* 任务要求
收集下列记录中所有含有字符串“rear”的行，并逐行原样抄出。

___ 数据摘录

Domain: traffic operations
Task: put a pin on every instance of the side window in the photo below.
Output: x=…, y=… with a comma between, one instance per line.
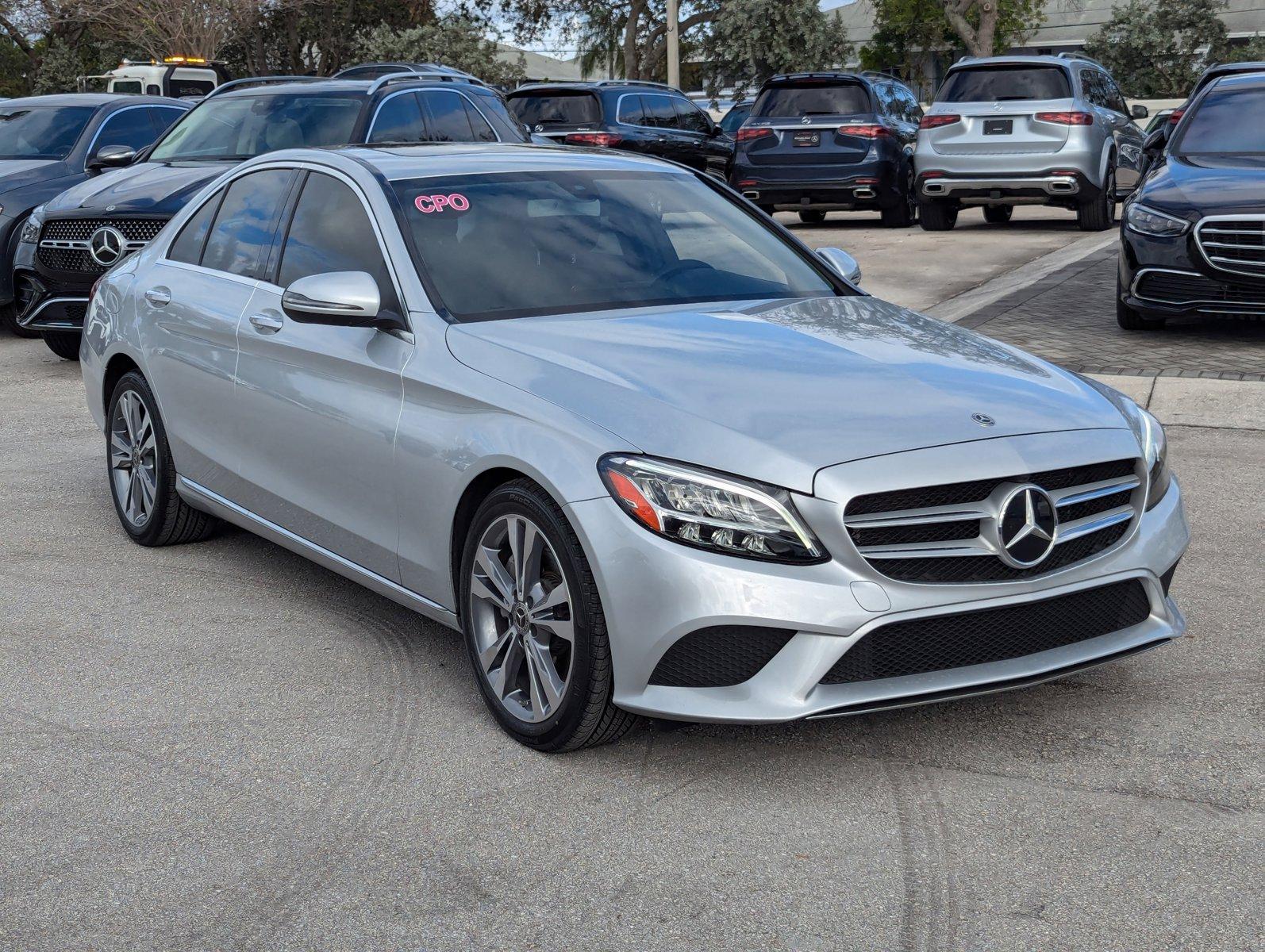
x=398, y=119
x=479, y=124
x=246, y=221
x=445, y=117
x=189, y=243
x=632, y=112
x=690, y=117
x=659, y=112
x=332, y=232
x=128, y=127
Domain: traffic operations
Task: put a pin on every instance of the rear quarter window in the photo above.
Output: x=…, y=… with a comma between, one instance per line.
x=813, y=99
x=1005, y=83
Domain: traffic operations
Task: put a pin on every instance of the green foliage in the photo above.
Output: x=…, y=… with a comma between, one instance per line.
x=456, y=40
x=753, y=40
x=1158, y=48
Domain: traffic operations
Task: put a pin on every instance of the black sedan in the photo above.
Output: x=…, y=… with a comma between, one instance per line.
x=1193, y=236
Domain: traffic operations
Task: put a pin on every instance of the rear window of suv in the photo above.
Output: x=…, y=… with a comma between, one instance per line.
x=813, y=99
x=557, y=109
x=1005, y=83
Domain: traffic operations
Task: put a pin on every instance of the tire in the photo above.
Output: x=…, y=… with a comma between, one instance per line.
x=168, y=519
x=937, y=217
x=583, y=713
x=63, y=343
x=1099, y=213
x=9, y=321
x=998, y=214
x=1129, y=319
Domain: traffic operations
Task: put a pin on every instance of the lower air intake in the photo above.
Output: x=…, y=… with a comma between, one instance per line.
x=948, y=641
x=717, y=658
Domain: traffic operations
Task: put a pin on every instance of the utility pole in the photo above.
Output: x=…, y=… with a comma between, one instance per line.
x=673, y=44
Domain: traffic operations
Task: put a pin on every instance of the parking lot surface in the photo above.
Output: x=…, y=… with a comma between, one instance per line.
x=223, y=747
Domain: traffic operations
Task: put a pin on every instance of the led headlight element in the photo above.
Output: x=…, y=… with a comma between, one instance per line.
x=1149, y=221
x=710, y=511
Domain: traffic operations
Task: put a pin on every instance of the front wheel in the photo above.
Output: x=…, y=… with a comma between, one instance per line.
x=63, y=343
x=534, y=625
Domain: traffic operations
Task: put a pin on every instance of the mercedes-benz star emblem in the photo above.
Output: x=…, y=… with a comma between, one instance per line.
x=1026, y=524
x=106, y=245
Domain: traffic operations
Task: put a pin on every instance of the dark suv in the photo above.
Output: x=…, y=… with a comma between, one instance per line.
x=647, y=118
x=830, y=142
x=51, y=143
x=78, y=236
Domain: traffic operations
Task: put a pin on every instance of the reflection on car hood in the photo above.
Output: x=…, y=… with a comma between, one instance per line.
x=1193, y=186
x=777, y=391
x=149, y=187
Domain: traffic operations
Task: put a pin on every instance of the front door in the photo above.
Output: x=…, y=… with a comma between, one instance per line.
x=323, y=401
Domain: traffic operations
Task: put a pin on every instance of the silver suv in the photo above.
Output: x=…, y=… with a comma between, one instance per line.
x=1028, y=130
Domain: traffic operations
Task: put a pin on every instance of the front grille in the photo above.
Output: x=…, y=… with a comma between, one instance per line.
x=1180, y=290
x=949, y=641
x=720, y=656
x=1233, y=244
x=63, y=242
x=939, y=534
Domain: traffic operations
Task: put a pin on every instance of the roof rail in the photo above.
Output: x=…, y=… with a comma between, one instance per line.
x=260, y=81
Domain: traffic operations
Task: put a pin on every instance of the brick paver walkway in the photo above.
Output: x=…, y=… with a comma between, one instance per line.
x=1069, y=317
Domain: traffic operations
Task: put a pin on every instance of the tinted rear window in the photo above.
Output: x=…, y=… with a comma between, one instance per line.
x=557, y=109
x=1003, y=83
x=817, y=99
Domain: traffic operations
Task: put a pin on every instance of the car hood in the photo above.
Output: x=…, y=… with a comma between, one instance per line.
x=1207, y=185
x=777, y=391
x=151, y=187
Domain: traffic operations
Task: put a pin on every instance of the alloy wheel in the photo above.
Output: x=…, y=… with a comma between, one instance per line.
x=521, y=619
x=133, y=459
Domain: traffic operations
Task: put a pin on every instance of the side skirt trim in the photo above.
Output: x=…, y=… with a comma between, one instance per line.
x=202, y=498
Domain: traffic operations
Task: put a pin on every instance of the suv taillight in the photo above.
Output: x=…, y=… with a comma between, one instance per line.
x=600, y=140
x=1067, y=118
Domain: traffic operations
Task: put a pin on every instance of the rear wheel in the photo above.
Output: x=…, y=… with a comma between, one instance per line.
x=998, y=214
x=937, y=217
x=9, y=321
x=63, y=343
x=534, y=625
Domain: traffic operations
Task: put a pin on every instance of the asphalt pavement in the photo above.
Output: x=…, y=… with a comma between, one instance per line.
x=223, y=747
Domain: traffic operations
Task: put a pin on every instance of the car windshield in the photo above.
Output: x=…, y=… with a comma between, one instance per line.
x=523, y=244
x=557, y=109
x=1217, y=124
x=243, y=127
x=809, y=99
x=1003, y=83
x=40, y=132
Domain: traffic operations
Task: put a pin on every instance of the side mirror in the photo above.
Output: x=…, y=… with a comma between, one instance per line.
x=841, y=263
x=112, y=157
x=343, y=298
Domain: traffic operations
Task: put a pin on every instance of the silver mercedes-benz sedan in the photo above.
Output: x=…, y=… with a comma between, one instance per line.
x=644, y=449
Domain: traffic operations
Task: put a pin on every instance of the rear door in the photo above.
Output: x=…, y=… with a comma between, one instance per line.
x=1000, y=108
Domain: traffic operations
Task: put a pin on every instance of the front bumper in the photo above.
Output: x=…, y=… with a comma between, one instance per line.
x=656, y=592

______
___ 数据摘录

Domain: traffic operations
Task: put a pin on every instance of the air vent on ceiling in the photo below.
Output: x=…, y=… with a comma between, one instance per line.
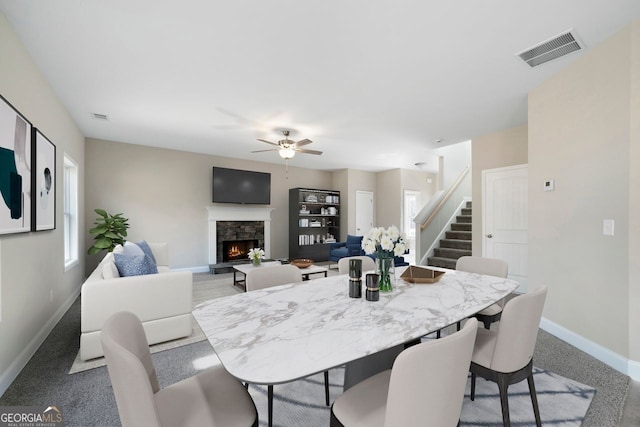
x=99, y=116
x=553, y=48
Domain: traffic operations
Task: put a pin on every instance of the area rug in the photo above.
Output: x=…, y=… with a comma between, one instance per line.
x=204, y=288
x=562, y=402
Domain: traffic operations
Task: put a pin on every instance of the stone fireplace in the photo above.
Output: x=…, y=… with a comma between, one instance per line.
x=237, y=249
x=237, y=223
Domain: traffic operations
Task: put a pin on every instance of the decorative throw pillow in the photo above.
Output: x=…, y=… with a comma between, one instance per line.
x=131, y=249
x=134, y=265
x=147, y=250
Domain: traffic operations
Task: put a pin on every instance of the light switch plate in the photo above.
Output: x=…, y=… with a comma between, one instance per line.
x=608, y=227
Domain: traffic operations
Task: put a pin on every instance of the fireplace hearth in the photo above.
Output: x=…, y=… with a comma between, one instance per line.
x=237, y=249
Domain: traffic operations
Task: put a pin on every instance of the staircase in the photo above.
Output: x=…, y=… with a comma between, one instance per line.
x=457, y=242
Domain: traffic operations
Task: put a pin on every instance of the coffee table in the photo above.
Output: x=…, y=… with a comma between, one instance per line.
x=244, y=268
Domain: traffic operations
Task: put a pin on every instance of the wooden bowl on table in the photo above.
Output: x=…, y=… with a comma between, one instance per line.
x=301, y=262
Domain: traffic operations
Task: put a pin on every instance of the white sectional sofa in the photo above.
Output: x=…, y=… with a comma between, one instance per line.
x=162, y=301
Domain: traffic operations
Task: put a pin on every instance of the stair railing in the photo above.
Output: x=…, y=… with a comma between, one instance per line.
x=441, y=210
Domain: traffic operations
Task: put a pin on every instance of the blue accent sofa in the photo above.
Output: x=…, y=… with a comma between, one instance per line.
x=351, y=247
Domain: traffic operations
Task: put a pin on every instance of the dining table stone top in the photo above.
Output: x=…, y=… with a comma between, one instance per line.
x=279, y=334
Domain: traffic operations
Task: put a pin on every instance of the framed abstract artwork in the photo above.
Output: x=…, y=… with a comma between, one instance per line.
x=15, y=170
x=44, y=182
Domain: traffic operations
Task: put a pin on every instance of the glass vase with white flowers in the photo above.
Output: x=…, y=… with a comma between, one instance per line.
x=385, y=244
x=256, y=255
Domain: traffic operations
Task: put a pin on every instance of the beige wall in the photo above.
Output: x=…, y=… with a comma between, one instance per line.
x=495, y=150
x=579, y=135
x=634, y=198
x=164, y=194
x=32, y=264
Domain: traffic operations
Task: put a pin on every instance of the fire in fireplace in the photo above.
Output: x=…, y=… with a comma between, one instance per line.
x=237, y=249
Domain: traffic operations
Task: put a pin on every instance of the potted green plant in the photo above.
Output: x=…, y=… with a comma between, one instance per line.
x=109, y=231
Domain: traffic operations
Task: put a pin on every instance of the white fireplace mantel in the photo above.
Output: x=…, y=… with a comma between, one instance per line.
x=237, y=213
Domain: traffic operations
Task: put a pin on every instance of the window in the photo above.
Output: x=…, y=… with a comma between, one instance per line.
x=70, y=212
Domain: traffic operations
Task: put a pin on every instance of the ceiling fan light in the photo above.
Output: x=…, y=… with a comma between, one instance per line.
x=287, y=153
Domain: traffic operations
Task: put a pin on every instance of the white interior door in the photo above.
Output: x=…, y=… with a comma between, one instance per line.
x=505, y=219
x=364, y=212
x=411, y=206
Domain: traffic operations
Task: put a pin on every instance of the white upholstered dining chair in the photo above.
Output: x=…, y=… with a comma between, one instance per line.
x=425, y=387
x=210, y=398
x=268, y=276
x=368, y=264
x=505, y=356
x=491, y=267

______
___ 数据摘录

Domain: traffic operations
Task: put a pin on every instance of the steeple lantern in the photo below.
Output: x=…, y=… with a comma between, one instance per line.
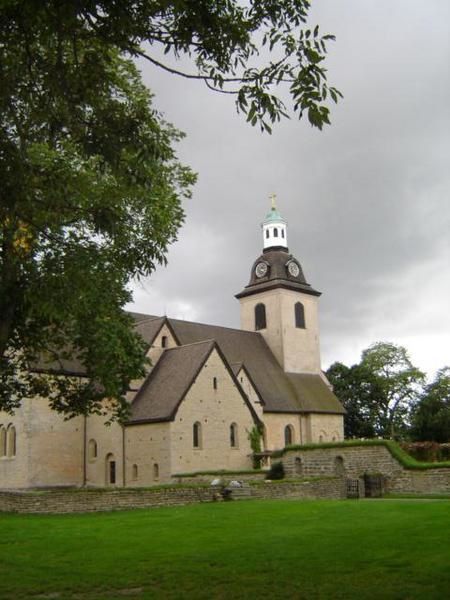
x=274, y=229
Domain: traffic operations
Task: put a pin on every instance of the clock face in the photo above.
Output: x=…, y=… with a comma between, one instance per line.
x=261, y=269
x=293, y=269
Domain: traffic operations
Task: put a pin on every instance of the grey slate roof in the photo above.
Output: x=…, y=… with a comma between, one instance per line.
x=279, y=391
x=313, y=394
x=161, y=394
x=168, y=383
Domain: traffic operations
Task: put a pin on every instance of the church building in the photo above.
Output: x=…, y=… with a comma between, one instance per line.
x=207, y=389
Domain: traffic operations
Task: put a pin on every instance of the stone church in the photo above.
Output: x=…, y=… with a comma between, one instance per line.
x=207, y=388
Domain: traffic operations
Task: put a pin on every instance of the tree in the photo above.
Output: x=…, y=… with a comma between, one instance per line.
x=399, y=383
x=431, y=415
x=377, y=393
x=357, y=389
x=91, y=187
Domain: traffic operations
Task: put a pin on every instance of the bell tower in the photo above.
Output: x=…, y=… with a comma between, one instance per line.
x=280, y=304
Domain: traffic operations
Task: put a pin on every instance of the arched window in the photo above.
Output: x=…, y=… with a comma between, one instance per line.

______

* 书面回答
Task: put a pin on every instance of the rear quarter window in the photo above.
Task: put a pin on every instance of the rear window of suv in the photo above.
Task: put a pin on every instance of the tinted rear window in the photo above.
Task: put a pin on every instance of the rear wheel in the photo above.
Task: put a pin on every instance of the rear door in the photo above.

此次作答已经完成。